# [The input]
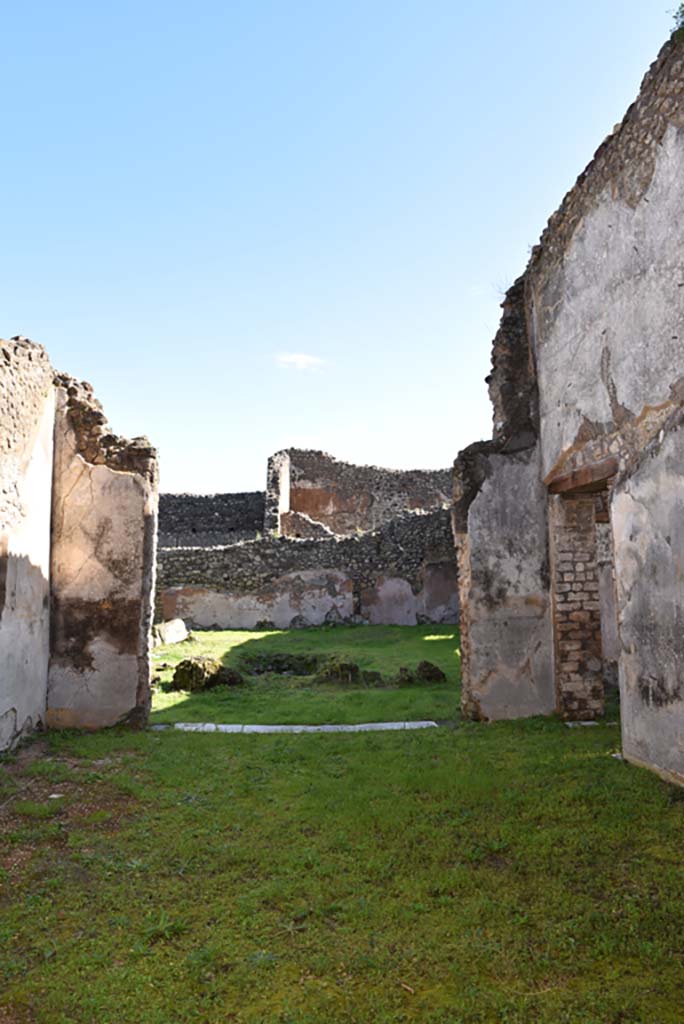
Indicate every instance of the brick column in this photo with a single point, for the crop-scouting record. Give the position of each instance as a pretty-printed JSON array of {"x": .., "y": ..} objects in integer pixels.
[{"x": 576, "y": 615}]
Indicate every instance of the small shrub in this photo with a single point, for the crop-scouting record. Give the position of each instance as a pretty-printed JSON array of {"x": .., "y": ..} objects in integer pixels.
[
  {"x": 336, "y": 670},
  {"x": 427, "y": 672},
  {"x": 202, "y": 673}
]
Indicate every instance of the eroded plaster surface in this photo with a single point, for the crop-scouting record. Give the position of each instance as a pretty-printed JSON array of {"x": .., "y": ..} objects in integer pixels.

# [Instructions for the task]
Convert the rows above into a numbered list with one line per item, skipping any blank lines and omitting the pictures.

# [Solution for this problem]
1. Indicate every instance of the brick column in this photo with a single point, for the crop-scouting record. Give the position of each instance as a pretty-printed JSON array of {"x": .., "y": ..} objects in integer pixels.
2. [{"x": 576, "y": 615}]
3. Indicate every instance of the small shrub in this photo with a single point, for the crop-scouting record. Give the position of each instance as a pretty-printed JSON array of {"x": .., "y": ..} objects in integer pixels.
4. [
5.   {"x": 336, "y": 670},
6.   {"x": 427, "y": 672},
7.   {"x": 202, "y": 673}
8. ]
9. Indicate every instance of the eroded plaster surface in this photo with a single point, for the crop-scouting record. Give the position of each instance as a pretty-printed JSON array of {"x": .., "y": ..} objects in integer pixels.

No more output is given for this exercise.